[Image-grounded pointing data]
- - - - -

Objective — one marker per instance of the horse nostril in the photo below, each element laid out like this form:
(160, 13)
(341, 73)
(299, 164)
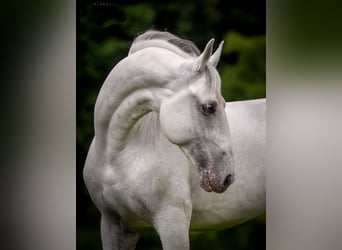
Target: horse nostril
(228, 180)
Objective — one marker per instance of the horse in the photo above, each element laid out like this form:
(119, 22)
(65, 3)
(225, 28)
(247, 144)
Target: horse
(168, 151)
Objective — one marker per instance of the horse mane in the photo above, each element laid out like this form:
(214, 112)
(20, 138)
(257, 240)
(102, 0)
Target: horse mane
(164, 39)
(182, 47)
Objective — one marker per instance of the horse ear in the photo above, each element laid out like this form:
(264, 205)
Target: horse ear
(215, 58)
(203, 59)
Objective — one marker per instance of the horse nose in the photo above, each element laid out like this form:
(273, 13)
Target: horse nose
(228, 180)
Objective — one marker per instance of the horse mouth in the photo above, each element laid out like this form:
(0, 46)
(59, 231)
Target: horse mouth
(208, 182)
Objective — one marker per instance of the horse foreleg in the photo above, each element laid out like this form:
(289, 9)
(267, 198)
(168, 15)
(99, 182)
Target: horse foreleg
(115, 235)
(172, 225)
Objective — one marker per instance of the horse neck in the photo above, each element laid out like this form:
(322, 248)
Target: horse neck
(134, 88)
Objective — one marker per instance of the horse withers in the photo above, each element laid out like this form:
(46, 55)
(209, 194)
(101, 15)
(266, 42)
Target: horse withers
(168, 151)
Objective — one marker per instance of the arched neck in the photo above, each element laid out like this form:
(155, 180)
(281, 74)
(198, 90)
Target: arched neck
(135, 87)
(137, 117)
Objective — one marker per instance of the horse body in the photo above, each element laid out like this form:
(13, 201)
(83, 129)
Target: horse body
(142, 166)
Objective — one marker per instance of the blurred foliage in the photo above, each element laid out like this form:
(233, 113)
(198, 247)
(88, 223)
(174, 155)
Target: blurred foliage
(104, 32)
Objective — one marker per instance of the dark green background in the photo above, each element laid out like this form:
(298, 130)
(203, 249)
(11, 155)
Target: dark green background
(104, 32)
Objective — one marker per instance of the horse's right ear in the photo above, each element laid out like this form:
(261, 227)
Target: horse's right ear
(203, 59)
(215, 58)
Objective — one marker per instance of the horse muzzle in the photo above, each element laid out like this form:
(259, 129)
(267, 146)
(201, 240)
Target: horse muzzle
(215, 165)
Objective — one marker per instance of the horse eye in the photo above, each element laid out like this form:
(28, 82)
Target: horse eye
(208, 108)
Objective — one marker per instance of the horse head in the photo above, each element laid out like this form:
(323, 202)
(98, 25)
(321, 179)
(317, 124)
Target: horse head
(194, 119)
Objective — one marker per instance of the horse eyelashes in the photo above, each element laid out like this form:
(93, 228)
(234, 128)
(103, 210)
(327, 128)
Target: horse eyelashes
(209, 107)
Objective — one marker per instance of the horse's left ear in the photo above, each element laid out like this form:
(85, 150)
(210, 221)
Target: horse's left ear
(215, 58)
(203, 59)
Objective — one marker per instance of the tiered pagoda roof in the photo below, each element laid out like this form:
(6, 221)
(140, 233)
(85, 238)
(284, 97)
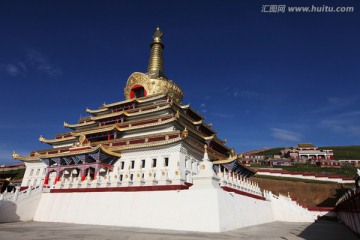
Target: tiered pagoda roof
(152, 115)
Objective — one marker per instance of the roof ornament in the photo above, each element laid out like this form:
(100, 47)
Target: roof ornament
(157, 35)
(184, 133)
(156, 66)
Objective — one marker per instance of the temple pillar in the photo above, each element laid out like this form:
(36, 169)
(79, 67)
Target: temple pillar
(96, 173)
(83, 174)
(46, 180)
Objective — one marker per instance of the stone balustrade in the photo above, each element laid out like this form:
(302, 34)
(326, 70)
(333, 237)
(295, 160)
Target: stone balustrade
(237, 182)
(18, 195)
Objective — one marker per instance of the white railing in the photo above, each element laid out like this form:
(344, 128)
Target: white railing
(237, 182)
(121, 178)
(18, 195)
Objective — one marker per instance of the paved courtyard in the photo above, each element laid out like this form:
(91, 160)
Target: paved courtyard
(277, 230)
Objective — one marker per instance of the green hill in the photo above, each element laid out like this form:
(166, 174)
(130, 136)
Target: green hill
(340, 152)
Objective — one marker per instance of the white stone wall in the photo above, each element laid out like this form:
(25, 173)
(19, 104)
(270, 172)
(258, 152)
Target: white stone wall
(206, 210)
(34, 174)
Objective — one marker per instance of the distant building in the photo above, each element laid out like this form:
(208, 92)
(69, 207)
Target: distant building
(307, 151)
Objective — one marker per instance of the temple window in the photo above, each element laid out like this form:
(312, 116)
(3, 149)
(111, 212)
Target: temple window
(122, 165)
(142, 163)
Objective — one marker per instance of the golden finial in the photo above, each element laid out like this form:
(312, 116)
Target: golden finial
(15, 155)
(157, 35)
(156, 67)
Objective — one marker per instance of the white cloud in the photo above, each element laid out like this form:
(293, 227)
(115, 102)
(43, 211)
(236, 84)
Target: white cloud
(41, 63)
(334, 103)
(207, 97)
(222, 115)
(285, 135)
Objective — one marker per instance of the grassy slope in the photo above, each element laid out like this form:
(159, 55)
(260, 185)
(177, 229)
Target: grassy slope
(340, 152)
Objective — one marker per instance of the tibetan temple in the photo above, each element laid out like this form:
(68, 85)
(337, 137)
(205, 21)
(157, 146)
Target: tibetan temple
(148, 136)
(147, 161)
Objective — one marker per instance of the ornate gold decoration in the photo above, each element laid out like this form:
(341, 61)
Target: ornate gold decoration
(82, 138)
(184, 133)
(177, 114)
(153, 86)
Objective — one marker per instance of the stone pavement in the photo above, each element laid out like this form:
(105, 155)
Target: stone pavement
(276, 230)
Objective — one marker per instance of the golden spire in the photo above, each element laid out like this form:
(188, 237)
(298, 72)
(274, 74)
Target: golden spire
(156, 66)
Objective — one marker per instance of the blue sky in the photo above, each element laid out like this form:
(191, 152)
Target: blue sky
(262, 79)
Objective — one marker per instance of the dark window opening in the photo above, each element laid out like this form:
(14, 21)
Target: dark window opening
(142, 163)
(139, 92)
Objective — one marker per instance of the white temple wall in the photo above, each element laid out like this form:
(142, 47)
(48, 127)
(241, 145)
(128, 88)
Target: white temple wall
(131, 161)
(23, 209)
(34, 174)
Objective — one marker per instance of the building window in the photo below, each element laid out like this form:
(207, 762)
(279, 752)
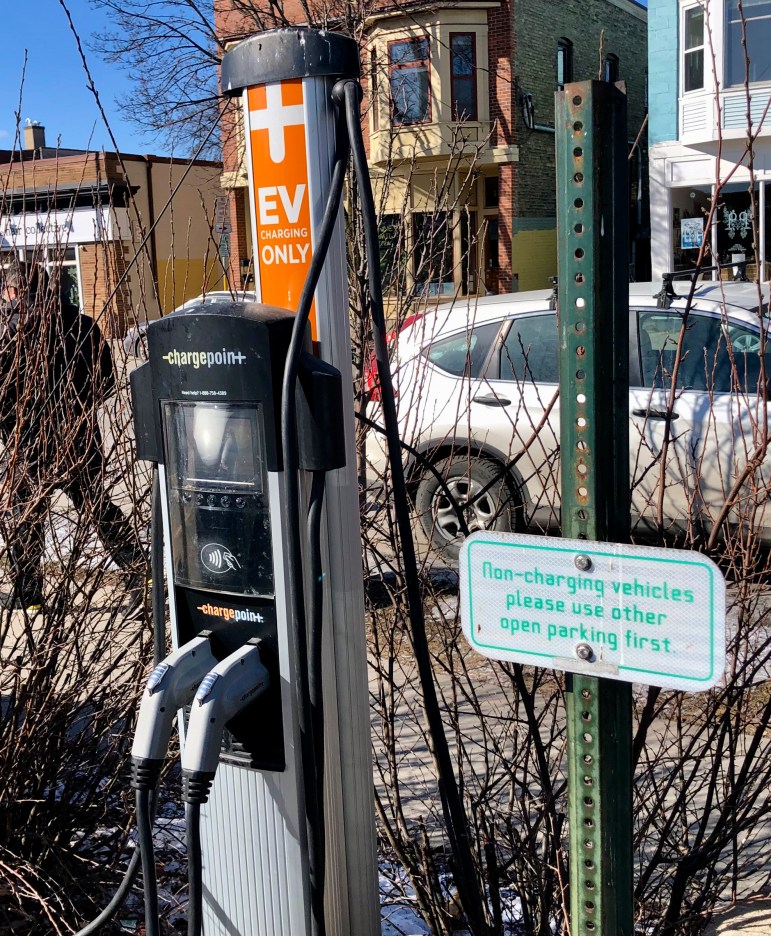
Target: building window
(610, 69)
(491, 191)
(373, 94)
(463, 87)
(564, 63)
(693, 49)
(408, 61)
(757, 25)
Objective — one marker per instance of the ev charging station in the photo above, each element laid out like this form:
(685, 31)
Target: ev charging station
(208, 409)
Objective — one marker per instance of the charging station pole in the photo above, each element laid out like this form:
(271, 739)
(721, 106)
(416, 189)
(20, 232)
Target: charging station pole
(592, 198)
(208, 410)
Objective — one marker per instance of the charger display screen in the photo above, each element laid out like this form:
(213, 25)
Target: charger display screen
(215, 444)
(219, 511)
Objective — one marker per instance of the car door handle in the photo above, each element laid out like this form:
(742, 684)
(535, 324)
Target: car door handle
(492, 400)
(655, 414)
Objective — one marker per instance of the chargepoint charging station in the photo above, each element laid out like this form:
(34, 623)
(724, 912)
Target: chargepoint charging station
(209, 410)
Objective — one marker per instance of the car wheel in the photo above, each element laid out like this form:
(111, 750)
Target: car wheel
(478, 489)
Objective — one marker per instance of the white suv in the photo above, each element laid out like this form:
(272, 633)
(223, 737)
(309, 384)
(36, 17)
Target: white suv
(477, 384)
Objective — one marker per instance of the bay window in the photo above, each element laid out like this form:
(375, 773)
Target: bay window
(754, 20)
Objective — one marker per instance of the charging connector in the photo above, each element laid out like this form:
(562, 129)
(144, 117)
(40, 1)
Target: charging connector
(232, 685)
(170, 686)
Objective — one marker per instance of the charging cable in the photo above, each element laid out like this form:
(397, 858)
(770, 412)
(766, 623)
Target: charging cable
(170, 686)
(232, 685)
(452, 805)
(159, 645)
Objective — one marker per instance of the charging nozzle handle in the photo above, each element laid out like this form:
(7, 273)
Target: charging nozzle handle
(232, 685)
(170, 686)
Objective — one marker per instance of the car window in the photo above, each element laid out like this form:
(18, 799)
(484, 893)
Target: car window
(464, 353)
(530, 351)
(718, 356)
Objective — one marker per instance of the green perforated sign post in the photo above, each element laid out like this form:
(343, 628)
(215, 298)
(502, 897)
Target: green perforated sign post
(630, 613)
(606, 613)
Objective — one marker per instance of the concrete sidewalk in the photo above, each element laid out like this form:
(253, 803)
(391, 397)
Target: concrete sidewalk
(752, 918)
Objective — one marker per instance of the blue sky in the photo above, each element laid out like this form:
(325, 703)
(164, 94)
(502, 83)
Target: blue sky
(54, 91)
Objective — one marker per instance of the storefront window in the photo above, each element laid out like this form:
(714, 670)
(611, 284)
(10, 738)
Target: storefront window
(735, 234)
(57, 262)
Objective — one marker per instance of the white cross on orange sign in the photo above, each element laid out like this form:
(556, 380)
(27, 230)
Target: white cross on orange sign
(274, 117)
(281, 203)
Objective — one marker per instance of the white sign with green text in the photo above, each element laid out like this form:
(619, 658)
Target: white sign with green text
(633, 613)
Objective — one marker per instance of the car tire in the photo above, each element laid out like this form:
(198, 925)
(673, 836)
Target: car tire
(498, 508)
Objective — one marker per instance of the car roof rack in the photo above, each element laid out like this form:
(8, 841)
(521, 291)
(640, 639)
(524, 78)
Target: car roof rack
(667, 292)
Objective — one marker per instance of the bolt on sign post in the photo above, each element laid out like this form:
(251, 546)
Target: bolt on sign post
(592, 224)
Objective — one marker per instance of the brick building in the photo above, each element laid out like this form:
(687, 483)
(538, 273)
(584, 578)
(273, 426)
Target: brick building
(87, 213)
(459, 125)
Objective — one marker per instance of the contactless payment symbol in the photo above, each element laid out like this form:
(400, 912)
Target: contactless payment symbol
(218, 559)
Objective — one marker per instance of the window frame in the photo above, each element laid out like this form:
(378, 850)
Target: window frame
(483, 365)
(404, 66)
(684, 53)
(564, 62)
(494, 373)
(471, 78)
(727, 49)
(697, 316)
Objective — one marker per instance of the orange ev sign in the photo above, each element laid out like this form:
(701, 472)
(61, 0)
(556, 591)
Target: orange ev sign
(281, 203)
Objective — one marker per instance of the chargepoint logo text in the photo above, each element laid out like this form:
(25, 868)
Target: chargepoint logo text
(231, 614)
(196, 359)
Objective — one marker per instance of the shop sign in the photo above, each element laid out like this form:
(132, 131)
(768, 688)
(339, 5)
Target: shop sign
(691, 233)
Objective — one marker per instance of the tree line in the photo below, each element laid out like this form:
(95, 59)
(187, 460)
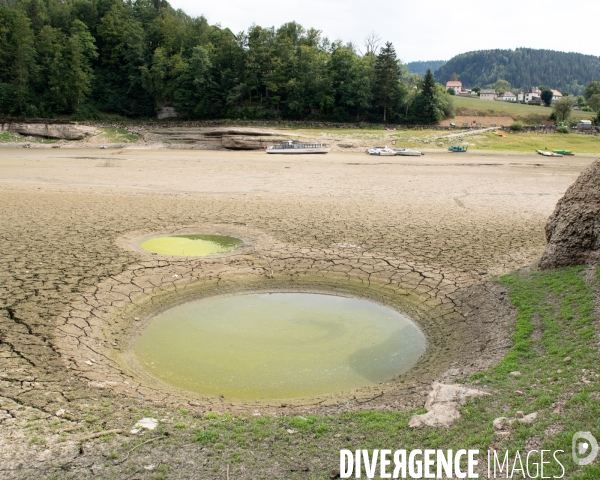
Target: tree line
(523, 68)
(130, 57)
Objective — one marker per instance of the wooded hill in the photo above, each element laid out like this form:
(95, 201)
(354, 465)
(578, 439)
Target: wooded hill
(523, 68)
(130, 57)
(421, 67)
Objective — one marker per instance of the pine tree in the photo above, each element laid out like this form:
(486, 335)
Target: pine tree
(387, 76)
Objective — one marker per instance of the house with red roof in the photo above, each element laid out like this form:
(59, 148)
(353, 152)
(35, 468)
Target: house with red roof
(455, 84)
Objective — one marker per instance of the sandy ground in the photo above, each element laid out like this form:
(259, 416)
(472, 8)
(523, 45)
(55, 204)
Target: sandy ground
(424, 235)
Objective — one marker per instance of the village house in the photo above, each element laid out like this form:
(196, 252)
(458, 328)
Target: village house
(487, 94)
(508, 96)
(455, 84)
(533, 96)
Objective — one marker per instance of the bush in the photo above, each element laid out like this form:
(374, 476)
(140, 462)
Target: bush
(86, 111)
(517, 126)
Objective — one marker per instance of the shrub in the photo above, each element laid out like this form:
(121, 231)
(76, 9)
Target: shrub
(517, 126)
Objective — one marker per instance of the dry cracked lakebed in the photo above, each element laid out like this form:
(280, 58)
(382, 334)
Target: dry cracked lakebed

- - - - -

Retype exactly the lines of the data above that fall between the line with "Objective — one marker per instance of the car wheel" and the line with "Objective — one marker per instance of the concrete", inclusive, and add nothing.

Objective — one marker per instance of the car wheel in the photo above, each element laid out like this form:
(111, 750)
Target: car wheel
(478, 489)
Objective — one marker per instance of the white suv in the photo above, each element laid out like this form:
(272, 633)
(223, 737)
(309, 384)
(36, 17)
Target: white suv
(477, 384)
Objective — one marker per instance of the bay window in the photo above, each element laid out like this form:
(375, 773)
Target: bay window
(754, 20)
Objective — one marker per instance of the charging connector in the photo above, each element laid out like this form:
(562, 129)
(144, 117)
(40, 1)
Target: charging connector
(232, 685)
(170, 686)
Objective — one marker per instance of the charging cable in the photo above, each element laid out like this form:
(397, 858)
(770, 412)
(766, 623)
Target: charging cable
(170, 686)
(232, 685)
(452, 805)
(159, 645)
Objective — one marker per instance of the charging nozzle handle in the photo above, each element laid out like this form:
(7, 273)
Target: charging nozzle handle
(232, 685)
(170, 686)
Objective — one marker per instance of the car window in the photo above, each element laid out like this form:
(18, 799)
(484, 893)
Target: car window
(464, 353)
(530, 351)
(718, 356)
Objective — one marker per instance of the green perforated sign post in the photo above, each element laid out like this form:
(343, 628)
(215, 298)
(502, 897)
Target: green perforated sign post
(630, 613)
(606, 613)
Objective — one marker per instance of the concrete sidewalk in the photo above, each element laid out like this form:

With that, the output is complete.